:: Exercise details ::
Update the lines of each item below so that every "bush" reads "shrub", with everything else left unchanged.

[Items from a data collection]
[start]
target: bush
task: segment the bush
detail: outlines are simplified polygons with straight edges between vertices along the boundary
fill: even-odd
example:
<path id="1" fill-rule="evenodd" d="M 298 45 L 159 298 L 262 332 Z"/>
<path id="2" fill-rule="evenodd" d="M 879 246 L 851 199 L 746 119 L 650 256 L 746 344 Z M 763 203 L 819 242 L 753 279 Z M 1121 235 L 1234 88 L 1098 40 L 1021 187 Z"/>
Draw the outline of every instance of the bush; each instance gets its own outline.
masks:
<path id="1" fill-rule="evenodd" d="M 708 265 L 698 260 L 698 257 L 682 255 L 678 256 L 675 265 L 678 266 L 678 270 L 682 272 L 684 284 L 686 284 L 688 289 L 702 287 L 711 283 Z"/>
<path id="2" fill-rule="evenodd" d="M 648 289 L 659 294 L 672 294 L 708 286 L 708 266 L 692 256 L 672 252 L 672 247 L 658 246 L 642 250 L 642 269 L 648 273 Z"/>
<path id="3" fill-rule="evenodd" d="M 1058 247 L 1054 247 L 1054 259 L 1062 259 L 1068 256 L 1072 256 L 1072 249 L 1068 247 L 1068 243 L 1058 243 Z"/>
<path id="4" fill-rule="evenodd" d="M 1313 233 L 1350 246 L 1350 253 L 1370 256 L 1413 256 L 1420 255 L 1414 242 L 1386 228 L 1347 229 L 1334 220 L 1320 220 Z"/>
[end]
:: Answer ::
target: shrub
task: segment the shrub
detail: outlines are simplified polygons with straight edges between vertices along the boundary
fill: even-odd
example:
<path id="1" fill-rule="evenodd" d="M 298 45 L 159 298 L 262 332 Z"/>
<path id="2" fill-rule="evenodd" d="M 879 246 L 851 199 L 746 119 L 650 256 L 746 344 Z M 763 203 L 819 242 L 753 279 Z M 1121 235 L 1234 88 L 1098 40 L 1021 187 Z"/>
Draw the outline of every instance of the shrub; each instance gets its own outline.
masks:
<path id="1" fill-rule="evenodd" d="M 708 265 L 698 260 L 698 257 L 682 255 L 678 256 L 675 265 L 678 266 L 678 270 L 682 272 L 684 284 L 686 284 L 688 289 L 702 287 L 711 283 Z"/>
<path id="2" fill-rule="evenodd" d="M 648 289 L 659 294 L 672 294 L 708 286 L 708 266 L 692 256 L 672 252 L 672 247 L 658 246 L 642 250 L 642 269 L 648 273 Z"/>
<path id="3" fill-rule="evenodd" d="M 1058 247 L 1054 247 L 1054 259 L 1062 259 L 1068 256 L 1072 256 L 1072 249 L 1068 247 L 1068 243 L 1058 243 Z"/>
<path id="4" fill-rule="evenodd" d="M 1313 233 L 1350 246 L 1350 253 L 1370 256 L 1413 256 L 1420 255 L 1414 242 L 1386 228 L 1347 229 L 1334 220 L 1320 220 Z"/>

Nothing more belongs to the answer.